NCC continues to steward and expand upon our existing conservation efforts along this critical wildlife corridor. The Town of Amherst, Cumberland County, Province of New Brunswick, Province of Nova Scotia, federal government, other conservation organizations and Indigenous communities are all working to conserve habitat in the region. Other protected areas in the region include the Canaan Bog Protected Natural Area (NB), Chignecto Game Sanctuary (NS), Chignecto Isthmus Wilderness Area (NS), Chignecto National Wildlife Area (NS), John Lusby Marsh National Wildlife Area (NS) and Tintamarre National Wildlife Area (NB).

+++++

### To do:
[1] Return the wording of the wildlife corridor passage from "NCC continues to" up to and including "Wildlife Area (NB).".
[2] Continue the wildlife corridor passage from the end of its last sentence.
The items come from a separate source.

### Excerpted records:
+++++

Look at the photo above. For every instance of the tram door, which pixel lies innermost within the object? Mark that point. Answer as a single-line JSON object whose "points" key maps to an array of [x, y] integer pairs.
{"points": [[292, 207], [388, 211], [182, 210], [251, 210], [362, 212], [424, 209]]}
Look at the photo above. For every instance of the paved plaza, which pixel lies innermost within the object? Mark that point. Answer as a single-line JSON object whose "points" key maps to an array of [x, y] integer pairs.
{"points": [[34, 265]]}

+++++

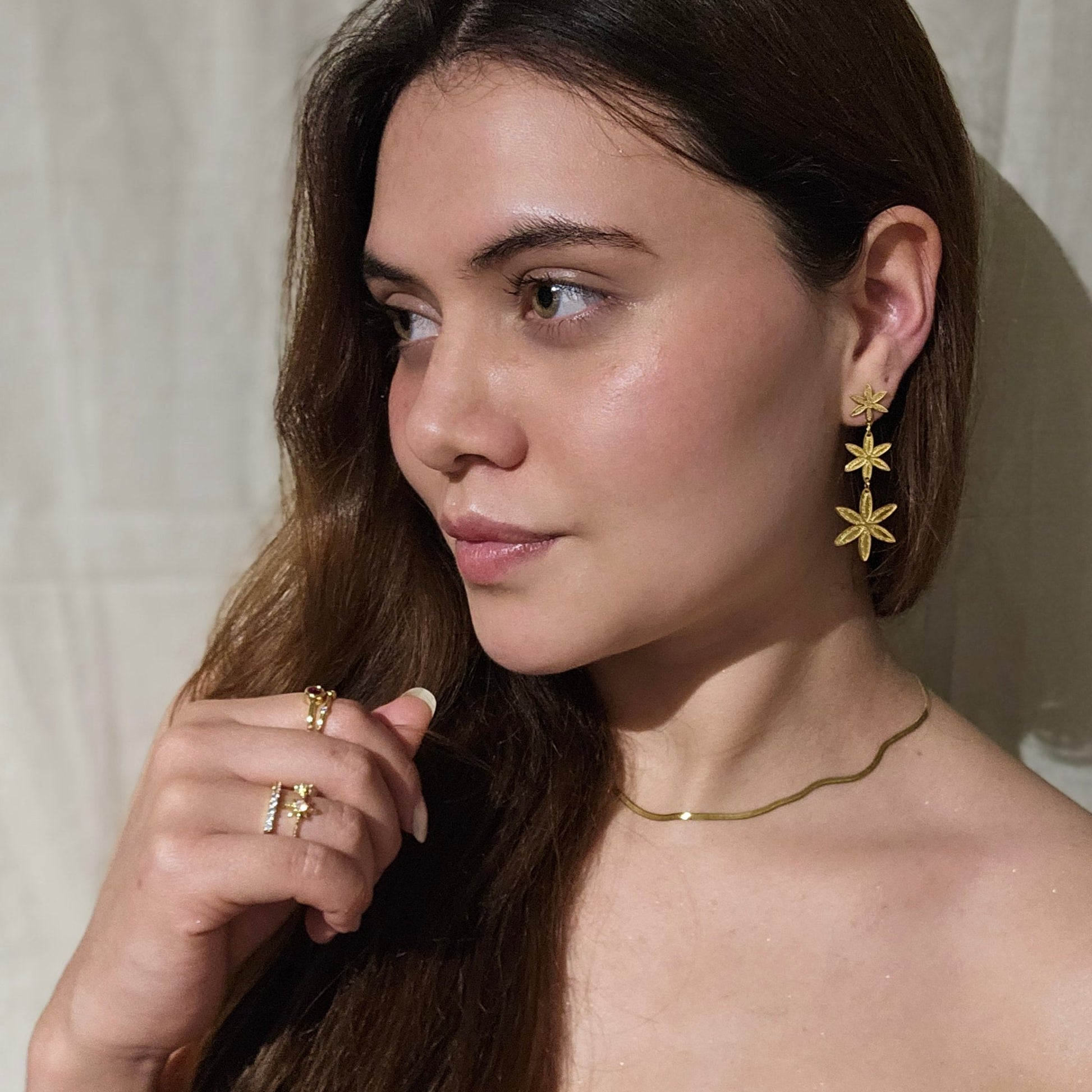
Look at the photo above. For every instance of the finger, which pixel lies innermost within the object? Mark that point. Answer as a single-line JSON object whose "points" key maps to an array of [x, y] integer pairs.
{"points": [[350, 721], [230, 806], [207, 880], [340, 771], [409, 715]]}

+++++

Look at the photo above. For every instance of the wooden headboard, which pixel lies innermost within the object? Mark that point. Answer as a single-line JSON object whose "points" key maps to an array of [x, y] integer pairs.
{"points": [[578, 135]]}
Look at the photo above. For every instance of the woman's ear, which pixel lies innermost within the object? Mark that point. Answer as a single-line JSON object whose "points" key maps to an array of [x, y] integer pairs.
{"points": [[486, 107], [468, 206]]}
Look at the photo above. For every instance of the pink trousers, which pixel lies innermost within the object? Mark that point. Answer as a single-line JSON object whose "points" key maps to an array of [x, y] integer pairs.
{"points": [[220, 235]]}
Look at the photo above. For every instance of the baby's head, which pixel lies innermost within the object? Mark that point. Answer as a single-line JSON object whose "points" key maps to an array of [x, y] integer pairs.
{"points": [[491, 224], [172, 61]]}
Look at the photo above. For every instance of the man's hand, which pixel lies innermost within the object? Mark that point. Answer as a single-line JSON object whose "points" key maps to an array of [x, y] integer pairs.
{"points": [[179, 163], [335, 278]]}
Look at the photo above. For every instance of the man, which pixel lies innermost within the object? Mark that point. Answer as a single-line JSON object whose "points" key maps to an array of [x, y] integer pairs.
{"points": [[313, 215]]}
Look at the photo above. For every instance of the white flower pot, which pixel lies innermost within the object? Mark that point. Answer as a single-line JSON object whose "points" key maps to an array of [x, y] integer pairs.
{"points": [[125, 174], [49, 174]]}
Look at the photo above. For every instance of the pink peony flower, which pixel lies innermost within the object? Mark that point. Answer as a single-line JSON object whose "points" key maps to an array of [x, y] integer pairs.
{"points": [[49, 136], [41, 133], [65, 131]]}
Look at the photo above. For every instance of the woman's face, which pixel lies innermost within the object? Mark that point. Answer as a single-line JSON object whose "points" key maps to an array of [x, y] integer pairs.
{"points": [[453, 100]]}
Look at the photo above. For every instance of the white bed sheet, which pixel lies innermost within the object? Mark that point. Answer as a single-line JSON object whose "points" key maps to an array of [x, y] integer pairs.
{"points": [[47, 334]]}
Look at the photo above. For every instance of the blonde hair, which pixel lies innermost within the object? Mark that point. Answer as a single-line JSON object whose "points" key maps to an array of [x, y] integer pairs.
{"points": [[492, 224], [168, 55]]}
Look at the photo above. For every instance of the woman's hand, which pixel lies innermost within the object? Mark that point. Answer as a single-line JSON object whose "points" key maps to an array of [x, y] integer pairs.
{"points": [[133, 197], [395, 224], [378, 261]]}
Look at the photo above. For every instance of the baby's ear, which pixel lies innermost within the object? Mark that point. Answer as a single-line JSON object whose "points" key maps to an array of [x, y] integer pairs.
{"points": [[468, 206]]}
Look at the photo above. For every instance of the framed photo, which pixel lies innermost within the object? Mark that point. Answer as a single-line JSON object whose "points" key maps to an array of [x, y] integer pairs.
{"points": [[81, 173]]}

+++++

### Answers by item number:
[1]
NCC continues to steward and expand upon our existing conservation efforts along this critical wildlife corridor. The Town of Amherst, Cumberland County, Province of New Brunswick, Province of Nova Scotia, federal government, other conservation organizations and Indigenous communities are all working to conserve habitat in the region. Other protected areas in the region include the Canaan Bog Protected Natural Area (NB), Chignecto Game Sanctuary (NS), Chignecto Isthmus Wilderness Area (NS), Chignecto National Wildlife Area (NS), John Lusby Marsh National Wildlife Area (NS) and Tintamarre National Wildlife Area (NB).

[2]
The Chignecto Isthmus is predominantly covered by Wabanaki (Acadian) forest, though there is little mature or old forest found here. There is also a variety of freshwater wetlands, and coastal saltwater marshes, tidal rivers and mud flats. The area serves as a key wildlife corridor where species can move freely from Nova Scotia through to New Brunswick, eastern North America and the United States, it is critical to their survival. Species such as moose, lynx and bear require large connected natural areas to search out a range of food sources and to ensure genetic diversity and room for population growth. The wildlife corridor is especially important for the movement of moose between New Brunswick and Nova Scotia.
Moose are abundant in New Brunswick while endangered in mainland Nova Scotia. Connected natural habitats on the isthmus allow moose to migrate, find mates and increase the population in Nova Scotia. In addition to moose, there are many other species at risk including Canada warbler, olive-sided flycatcher, rusty blackbird and wood thrush — all of which rely on the forested wetlands. The isthmus also serves as a critical stopover site for migratory shorebirds and waterfowl. The wetland marshes provide nesting areas for American black duck, green-winged teal and wood duck while rivers and creeks are home to wood turtle, eastern wood-pewee and black ash. The grasslands of the historic Acadian dykelands are considered significant habitats for the survival of species like short-eared owl, barn swallow and bobolink.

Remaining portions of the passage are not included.